• Short task A: Reproduce the rows word for word, starting with the line that contains "Annotate the woman's" and going on through the line that contains "(1176, 282)".
• Short task B: Write the next part of the forum thread about canceling DirecTV, picking up after its last sentence.

• Provided passage:

»»

# Cancelling...should I call the retention line?



## Ratdog43 (Aug 19, 2002)

Or just the regular # to cancel. I've had DTV for close to 10 years but it is getting to expensive. I'm hoping they will slash some prices to keep me but it would have to be quite a bit as I am spending over $100 a month. I have threatened to switch to cable before and gotten a $10 credit here and there with no intention of leaving but this time I would cancel for sure. What's the best way to go about this?


----------



## litzdog911 (Oct 18, 2002)

Customer retention is your best bet. Just realize that DirecTV has lately gotten much more willing to customers leave than offer overly sweet retention deals.


----------



## TonyD79 (Jan 4, 2002)

If you are really going to cancel, just call the regular line. If you want to make a deal, go to rentention. But you say you are really cancelling so why bother with rentention?


----------



## MikeMar (Jan 7, 2005)

Ask for a ridiculous deal, if they don't meet it, then cancel

worse case, you cancel anyways

best case, you get a crazy deal you would be comfortable w/


----------



## JimSpence (Sep 19, 2001)

Why not just drop to the lowest priced subscription? It's a lot lower than $100.


----------



## TyroneShoes (Sep 6, 2004)

litzdog911 said:


> ...DirecTV has lately gotten much more willing to customers leave than offer overly sweet retention deals.


Which is probably because they know they have the best deal, best DVR, and best HD lineup out there, and will for the foreseeable future. IOW, they are not any more willing to let you go than they have been in the past, but they have a stronger hand now than they did two years ago and can call your bluff more readily.

They are also trying to pay off the debt on those new sats and MPEG-4 technology. They probably can figure a number in their mind that represents where they will make a deal or let you go (depending upon which side of that number you fall) based on what they have to do to keep you, and that number is probably higher than it was before they overextended themselves with MPEG-4, Ka sats, and local HD.

I got some good deals from them in the past by simply saying "I'm so frustrated that I'm thinking about putting everything up on eBay and giving cable a shot. My brother-in-law has cable and gets all the HD channels I want and the PQ is actually a little better." After a long pause, a $359 Tivo HR10-250 became free with a year of Showtime thrown in.

But would that work today? Hardly. First, boxes are leased, not owned, so the eBay thing is an empty threat. Also, they know they outstrip all cable TV in HD (as well as DISH). Finally, the PQ is as good as cable, where as it was somewhat in question back in the days of "HD Lite".

So you really can't bluff about going to DISH or cable, because they can see your cards, and they know they are holding a winning hand.

But what you should probably do is figure out what you really want. Do you really want to cancel? Or do you want to make them think you will cancel for a better deal? (which is what it seems like, and if you are that transparent to us, you have no shot at bluffing DTV).

««

(Raw records)
»»

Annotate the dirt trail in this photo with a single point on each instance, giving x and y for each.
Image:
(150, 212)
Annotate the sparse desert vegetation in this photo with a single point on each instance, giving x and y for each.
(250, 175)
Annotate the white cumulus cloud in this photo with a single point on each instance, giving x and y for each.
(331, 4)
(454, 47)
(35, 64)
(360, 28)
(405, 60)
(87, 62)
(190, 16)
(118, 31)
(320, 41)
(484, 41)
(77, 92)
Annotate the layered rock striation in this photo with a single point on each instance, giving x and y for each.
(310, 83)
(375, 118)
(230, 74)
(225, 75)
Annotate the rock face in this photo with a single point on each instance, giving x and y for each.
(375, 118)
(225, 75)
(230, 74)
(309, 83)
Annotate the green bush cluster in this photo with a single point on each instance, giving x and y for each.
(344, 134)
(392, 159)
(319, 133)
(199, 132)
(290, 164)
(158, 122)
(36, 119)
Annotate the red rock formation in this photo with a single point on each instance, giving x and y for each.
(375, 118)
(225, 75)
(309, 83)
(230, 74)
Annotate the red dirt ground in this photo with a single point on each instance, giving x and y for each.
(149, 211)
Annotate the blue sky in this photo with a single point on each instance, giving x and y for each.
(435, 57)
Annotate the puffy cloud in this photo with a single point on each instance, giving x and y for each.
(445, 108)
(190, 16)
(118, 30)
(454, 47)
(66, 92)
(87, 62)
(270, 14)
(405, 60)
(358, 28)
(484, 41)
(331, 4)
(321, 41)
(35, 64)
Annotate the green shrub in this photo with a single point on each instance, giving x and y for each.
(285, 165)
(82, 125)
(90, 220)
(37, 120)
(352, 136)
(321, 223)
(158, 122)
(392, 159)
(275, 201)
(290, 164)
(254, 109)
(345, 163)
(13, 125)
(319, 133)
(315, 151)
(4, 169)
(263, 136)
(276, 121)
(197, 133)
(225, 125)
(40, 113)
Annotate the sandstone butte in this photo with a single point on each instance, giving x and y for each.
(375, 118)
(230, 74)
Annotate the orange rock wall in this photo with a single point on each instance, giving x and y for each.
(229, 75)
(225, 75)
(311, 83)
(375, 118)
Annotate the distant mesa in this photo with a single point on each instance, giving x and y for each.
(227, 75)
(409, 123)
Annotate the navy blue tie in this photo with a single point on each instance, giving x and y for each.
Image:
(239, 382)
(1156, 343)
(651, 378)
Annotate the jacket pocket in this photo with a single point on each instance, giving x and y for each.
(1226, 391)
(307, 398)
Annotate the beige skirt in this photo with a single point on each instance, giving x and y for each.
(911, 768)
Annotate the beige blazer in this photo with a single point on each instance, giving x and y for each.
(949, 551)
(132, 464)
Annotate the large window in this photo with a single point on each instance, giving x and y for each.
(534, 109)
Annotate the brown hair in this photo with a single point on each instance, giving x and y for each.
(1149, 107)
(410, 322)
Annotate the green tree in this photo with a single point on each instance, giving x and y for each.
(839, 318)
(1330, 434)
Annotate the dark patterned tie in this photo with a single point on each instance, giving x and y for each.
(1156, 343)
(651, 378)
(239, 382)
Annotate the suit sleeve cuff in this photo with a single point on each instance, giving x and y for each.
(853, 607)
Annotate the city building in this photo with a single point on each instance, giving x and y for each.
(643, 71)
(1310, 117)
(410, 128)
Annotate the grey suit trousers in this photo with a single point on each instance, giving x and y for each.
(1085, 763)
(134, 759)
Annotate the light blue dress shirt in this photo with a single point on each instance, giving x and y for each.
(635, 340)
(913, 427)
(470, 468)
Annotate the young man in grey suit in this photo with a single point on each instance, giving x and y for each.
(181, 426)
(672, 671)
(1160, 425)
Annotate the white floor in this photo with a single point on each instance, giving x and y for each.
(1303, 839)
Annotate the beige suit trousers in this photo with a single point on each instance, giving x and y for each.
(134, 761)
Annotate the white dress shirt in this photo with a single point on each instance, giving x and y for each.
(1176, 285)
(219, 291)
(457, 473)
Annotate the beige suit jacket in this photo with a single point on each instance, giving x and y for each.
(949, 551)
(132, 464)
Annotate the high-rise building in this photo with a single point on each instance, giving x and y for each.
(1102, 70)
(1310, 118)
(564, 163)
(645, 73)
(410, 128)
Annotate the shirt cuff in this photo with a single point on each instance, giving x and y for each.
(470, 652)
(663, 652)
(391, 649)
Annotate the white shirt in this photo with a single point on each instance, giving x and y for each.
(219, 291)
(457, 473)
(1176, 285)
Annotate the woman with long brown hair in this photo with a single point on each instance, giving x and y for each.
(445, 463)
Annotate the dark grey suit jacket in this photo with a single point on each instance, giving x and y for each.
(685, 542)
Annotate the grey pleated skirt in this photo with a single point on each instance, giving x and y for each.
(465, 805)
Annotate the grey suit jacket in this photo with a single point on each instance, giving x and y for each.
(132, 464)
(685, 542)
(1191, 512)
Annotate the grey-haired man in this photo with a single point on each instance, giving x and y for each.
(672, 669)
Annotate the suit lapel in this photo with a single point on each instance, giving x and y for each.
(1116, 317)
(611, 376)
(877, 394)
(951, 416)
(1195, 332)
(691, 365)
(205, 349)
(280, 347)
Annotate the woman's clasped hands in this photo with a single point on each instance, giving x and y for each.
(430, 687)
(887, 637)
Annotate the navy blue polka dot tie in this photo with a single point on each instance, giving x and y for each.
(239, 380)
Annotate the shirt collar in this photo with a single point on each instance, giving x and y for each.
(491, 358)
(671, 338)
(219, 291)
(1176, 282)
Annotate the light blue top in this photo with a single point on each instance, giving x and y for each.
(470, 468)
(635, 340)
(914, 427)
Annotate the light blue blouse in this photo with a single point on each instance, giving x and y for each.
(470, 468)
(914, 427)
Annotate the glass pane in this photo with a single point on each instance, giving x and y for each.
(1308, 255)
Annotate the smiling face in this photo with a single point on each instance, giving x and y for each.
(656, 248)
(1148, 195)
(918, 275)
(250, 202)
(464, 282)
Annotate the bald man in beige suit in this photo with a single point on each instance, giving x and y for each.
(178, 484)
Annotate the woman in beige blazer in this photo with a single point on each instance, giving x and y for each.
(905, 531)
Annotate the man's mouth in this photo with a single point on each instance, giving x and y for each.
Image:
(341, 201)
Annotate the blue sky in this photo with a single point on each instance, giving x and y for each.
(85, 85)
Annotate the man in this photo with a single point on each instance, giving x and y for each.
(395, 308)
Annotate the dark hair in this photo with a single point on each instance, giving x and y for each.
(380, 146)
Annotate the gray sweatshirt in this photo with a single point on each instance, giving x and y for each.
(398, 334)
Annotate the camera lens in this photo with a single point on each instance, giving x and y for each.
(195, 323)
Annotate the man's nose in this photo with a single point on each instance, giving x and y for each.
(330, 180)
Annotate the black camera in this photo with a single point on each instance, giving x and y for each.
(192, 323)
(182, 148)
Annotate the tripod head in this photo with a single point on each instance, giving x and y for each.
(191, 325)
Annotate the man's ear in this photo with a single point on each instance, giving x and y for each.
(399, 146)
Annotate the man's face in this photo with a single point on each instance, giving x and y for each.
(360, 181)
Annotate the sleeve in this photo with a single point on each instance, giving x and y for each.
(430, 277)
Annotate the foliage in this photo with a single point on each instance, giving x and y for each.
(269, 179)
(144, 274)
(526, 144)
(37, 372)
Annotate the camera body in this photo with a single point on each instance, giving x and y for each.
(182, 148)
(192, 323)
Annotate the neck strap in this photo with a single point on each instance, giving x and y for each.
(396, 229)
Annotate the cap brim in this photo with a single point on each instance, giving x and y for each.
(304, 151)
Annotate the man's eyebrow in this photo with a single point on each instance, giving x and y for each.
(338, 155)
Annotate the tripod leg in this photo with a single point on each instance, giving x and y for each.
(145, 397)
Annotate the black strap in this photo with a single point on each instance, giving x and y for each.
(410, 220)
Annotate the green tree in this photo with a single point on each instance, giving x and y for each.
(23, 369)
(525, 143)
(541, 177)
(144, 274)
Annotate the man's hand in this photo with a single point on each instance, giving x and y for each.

««

• Written reply A:
Annotate the woman's clasped hands in this photo with a single point on each instance, giving x and y for each.
(430, 687)
(887, 637)
Annotate the navy blue polka dot tie in this photo with a single point on each instance, giving x and y for each.
(239, 380)
Annotate the shirt collar in this photo with a single point on each instance, giving x and y for each.
(491, 358)
(671, 338)
(219, 291)
(1176, 282)

• Written reply B:
I think possibly the best strategy right now is to play the economy card. "My wife got laid off and things are tough all over. The kid needs braces. I think we're going to have to cut back on our subscription. We can get HD off our antenna and it looks great. What would my monthly be if I drop HBO and the NFL Pak?" And mention things you actually are willing to give up. This will probably net you a lower monthly price and they might throw in some credits. They know it's unlikely you will go to another vendor, but they don't know how likely it is that you will drop them in favor of no vendor at all. Remember, the economy dictates that they will lose net subs, and that is what they fear the most, as it impacts their bottom line in a bear-market economy. If they peg you as a victim of the bad economy, they may want to work a bit harder to keep you rather than loose you altogether. IOW, you can work that to your favor.

Let them work with you line-item on your subscription. Consider dropping anything that they will not try to get you to keep, even if it means dropping down to the lowest package. Keep anything that they make a good deal for (typically by offering credits or PPVs). Forget about what you really want, be willing to drop anything they won't deal for. You can always call back later and add something you really wanted to keep, but if you don't see a deal, let them drop it, which positions you as a serious downgrader that is willing to sacrifice anything. The more you drop the more nervous they get and the more credits you will get. A reduced bill is a nightmare call for them, and credits are free to them, so they will use them to keep you from dropping too much.


----------



## MikeMar (Jan 7, 2005)

TyroneShoes said:


> Which is probably because they know they have the best deal, best DVR, and best HD lineup out there, and will for the foreseeable future. IOW, they are not any more willing to let you go than they have been in the past, but they have a stronger hand now than they did two years ago and can call your bluff more readily.
> 
> I got some good deals from them in the past by simply saying "I'm so frustrated that I'm thinking about putting everything up on eBay and giving cable a shot. My brother-in-law has cable and gets all the HD channels I want and the PQ is actually a little better." After a long pause, a $359 Tivo HR10-250 became free with a year of Showtime thrown in.
> 
> ...


one word - FIOS

I'd switch in a HEARTBEAT if I could

and I have the HR20 and do NOT think it's the best DVR out there, it's ok but nothing special. Still love my S2's a LOOOOOOOOOOT more


----------



## Ratdog43 (Aug 19, 2002)

I really should cancel as I doubt I will be able to knock it down far enough to make it worthwhile. Can I restart service at any time? Is there an activation fee?


----------



## shibby191 (Dec 24, 2007)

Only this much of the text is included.